- _WORK ORDER 1_:
According to the text on breathing, what limits how long a person can hold their breath?
- _WORK ORDER 2_:
From the text on breathing, output the passage starting at "In accordance with" and ending at "draws air in.", copied word for word.

- _TEXT_:
──────────
In human beings, breathing is governed by the diaphragm and intercostal muscles. When the diaphragm contracts, it increases the space and thus volume of the thorax. When the diaphragm is relaxed, it reduces the thoracic volume. Since the lungs reside in the thoracic cavity, their volume expands and contracts together with the rest of the cavity.

The intercostal muscles connected to the rib cage also work in conjunction with the diaphragm to further expand or contract thoracic volume. When the diaphragm contracts, the intercostal muscles also contract, lifting the rib cage to expand thoracic volume. When the diaphragm is relaxed, the intercostal muscles also relax.

In accordance with the ideal gas law, air pressure increases as volume decreases. Compression of the lungs thus forces air out of the alveoli of the lungs through the bronchial passages and into the trachea and mouth/nose, while expansion of the lungs draws air in.

This process is known as negative pressure breathing, because incoming air is following its natural pressure gradient to the partial vacuum created in the lungs. Amphibians and some other creatures use positive pressure breathing instead: in which the air is first drawn into the mouth, then forced down into the lungs.

Physiological respiration

Now that fresh air is inside the lungs, oxygen must be selectively exchanged for carbon dioxide at the cellular level. In human beings, the physiological respiratory process consists of four steps: ventilation, pulmonary gas exchange, gas transport, and peripheral gas exchange.

Ventilation has already been covered under physical breathing. As it is controlled by voluntary muscles, it is the only part of the respiratory cycle which can be voluntarily controlled to a limited extent.

Pulmonary gas exchange is governed by changing partial pressures for oxygen and carbon dioxide, such that the oxygen tends to flow into the alveoli along the natural pressure gradient and the carbon dioxide is drawn out of the alveoli the same way. The partial pressure of oxygen drops significantly along the various parts of the respiratory tract, in part because of the higher levels of water vapour. At higher altitudes, the pressure differential relative to atmospheric pressure is lower: making effective breathing much more difficult.

Gas transport occurs in the haemoglobin of red blood cells, which is specialised for oxygen transport. Without haemoglobin, blood plasma could not carry enough dissolved oxygen even to meet resting metabolic needs. The blood of high altitude dwellers compensates for the relatively poor pulmonary gas exchange with much higher levels of red blood cells than average. Blood doping makes use of the same technique by artificially increasing the levels of red blood cells prior to a race.

Gas transport in the opposite direction uses a different mechanism to move carbon dioxide to the alveoli. Carbon dioxide does not bind with haemoglobin in the same way or as readily as oxygen does: so only about 40% of carbon dioxide enters the blood this way. Most of the remainder is dissolved directly in the plasma in the form of dissolved bicarbonate. At the same time, reduced blood pH reduces oxygen affinity for haemoglobin.

Finally, oxygen reaches body tissues through peripheral gas exchange in the capillaries. Gas exchange in these microvessels is made much easier by the vessel walls being only a single cell thick. Capillary walls distend during physical exercise, when higher levels of gas exchange are needed.

The accumulation of carbon dioxide in the blood and corresponding rise of carbon dioxide tension is what stimulates the respiratory centre in the brain. The limiting factor in holding one's breath thus is not the amount of oxygen in the blood and tissues but the amount of carbon dioxide in the blood.
──────────
- _EXTRACTED MATERIAL_:
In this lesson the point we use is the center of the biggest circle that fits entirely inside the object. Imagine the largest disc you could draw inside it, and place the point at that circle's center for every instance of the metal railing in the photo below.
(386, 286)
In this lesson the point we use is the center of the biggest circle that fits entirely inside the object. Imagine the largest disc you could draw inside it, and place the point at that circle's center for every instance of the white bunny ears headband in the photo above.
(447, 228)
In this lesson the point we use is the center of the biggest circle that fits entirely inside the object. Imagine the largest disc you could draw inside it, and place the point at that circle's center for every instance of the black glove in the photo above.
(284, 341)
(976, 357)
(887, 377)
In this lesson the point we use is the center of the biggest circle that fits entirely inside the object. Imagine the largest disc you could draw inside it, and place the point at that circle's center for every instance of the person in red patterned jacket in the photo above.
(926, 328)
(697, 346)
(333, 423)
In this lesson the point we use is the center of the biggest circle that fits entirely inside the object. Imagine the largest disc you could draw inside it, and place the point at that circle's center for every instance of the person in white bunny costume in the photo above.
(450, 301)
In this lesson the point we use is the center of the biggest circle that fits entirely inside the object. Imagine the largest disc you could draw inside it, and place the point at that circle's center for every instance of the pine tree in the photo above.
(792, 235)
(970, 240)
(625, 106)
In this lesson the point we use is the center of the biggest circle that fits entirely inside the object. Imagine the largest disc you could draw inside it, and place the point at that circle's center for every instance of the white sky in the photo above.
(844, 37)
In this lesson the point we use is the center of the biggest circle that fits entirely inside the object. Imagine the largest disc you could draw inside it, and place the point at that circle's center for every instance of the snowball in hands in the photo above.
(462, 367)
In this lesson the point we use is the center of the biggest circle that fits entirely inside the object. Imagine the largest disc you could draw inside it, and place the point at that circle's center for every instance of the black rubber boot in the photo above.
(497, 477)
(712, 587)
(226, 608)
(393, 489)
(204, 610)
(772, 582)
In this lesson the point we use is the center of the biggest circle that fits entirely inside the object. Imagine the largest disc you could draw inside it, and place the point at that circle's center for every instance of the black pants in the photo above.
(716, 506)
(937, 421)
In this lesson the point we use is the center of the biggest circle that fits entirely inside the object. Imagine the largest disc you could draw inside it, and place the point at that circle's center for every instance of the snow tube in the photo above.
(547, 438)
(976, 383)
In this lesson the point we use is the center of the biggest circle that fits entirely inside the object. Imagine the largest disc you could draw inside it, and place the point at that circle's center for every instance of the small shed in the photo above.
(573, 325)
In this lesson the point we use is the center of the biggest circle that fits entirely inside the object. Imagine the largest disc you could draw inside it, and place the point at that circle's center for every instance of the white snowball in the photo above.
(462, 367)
──────────
- _EXERCISE ANSWER 1_:
The amount of carbon dioxide in the blood.

- _EXERCISE ANSWER 2_:
In accordance with the ideal gas law, air pressure increases as volume decreases. Compression of the lungs thus forces air out of the alveoli of the lungs through the bronchial passages and into the trachea and mouth/nose, while expansion of the lungs draws air in.